Text to read =
========================

Growing up in the 1970’s, I have fond memories of my family’s nightly dinners. My sister and I often helped our parents to prepare the meals and set the table, and we ate together as a family, sharing a story each about our day. With a British mother, and a military father, we were taught how to correctly hold our flatware, to chew with our mouths closed, and to say ‘please’ and ‘thank you’ when passing dishes to one another. While I do not necessarily remember enjoying the table setting process itself, what I do remember was my role in the family dinner, and the sense of structure, and the feeling of belonging to something bigger as a team.
Many of my friend’s families had nightly gatherings as well, which I loved to join to understand their unique family rituals. One of my closest friend’s parents would read the newspaper before dinner, and then share their thinking about a topic or two, with each child asked to share their opinion on the day’s topics. The children were responsible for doing the dishes, and we were often reminded to ‘do the dishes with love’ by my friend’s mother – a saying I now warmly repeat to my children. The nightly dinner rituals gave a sense of value, of inclusion, and of teamwork.
As the decades passed, it seems that many families found it harder and harder to find a time to eat together, much less to prepare a nightly meal with a preset table. Even the most basic table setting and table manners seemed to appear only at holidays. As we head into the fall season, given the unpredictability of today’s world, perhaps a nightly (or weekly) dinner ritual could provide a source of stability for the family — a time where each family member has a role in the process to prepare the meal, set the table, practice their table manners, and participate in a healthy family discussion. I had the opportunity to speak with Daily Etiquette founder and author, Nancy Hoogenboom, to better understand the history of the family dinner routine, and how to incorporate rituals that help include the family members, while also refreshing our knowledge of traditional table manners.

========================

Records excerpted from a collection =

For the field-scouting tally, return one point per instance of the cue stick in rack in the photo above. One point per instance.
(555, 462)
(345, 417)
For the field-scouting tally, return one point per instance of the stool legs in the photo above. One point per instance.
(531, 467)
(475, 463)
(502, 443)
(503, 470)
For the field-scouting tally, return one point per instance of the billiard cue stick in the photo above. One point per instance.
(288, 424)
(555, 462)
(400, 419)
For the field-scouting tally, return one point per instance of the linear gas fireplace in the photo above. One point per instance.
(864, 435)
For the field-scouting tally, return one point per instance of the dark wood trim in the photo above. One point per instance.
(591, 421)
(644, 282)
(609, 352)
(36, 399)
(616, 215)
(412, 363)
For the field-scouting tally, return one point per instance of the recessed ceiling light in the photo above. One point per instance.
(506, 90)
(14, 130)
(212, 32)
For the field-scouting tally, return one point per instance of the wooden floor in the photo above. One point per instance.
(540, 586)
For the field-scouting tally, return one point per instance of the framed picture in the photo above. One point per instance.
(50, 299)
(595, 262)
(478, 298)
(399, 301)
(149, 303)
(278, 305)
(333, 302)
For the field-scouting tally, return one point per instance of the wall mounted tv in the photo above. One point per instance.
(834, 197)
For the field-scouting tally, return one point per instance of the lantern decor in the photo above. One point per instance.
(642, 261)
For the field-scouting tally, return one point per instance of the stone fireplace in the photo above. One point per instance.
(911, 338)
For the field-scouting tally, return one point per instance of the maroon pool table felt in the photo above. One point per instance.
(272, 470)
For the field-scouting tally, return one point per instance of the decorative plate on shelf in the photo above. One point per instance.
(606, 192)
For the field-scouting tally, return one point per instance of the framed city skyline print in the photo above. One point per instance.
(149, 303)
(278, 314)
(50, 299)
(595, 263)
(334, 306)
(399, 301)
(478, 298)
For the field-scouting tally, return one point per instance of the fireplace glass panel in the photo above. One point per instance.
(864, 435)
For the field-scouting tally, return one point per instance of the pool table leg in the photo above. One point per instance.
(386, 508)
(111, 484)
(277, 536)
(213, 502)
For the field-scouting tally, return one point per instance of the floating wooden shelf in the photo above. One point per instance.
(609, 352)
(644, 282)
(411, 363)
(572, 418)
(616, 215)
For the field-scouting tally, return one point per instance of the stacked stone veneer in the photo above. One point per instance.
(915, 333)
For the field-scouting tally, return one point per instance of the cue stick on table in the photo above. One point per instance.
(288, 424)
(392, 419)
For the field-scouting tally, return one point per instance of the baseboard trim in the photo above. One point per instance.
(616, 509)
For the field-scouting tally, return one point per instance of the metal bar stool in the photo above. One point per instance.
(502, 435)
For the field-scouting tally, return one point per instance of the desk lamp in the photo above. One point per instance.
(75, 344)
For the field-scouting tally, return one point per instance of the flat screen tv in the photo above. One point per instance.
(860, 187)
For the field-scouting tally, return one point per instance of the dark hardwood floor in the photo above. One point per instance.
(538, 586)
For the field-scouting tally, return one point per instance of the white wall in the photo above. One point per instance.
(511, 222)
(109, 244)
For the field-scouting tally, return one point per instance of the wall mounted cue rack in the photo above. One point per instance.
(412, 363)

========================

Written instruction A = Reproduce the part of the piece on family dinners starting with "Many of my friend’s" and going on through "and of teamwork.".
Written instruction B = In the piece on family dinners, why does the writer suggest a nightly or weekly dinner ritual as the fall season approaches? Answer in one to three sentences.

Exercise output A =
Many of my friend’s families had nightly gatherings as well, which I loved to join to understand their unique family rituals. One of my closest friend’s parents would read the newspaper before dinner, and then share their thinking about a topic or two, with each child asked to share their opinion on the day’s topics. The children were responsible for doing the dishes, and we were often reminded to ‘do the dishes with love’ by my friend’s mother – a saying I now warmly repeat to my children. The nightly dinner rituals gave a sense of value, of inclusion, and of teamwork.

Exercise output B = Because today's world is unpredictable, the writer suggests such a ritual could give the family a source of stability. It would be a time when each family member has a role in preparing the meal, setting the table, practicing table manners, and taking part in a healthy family discussion.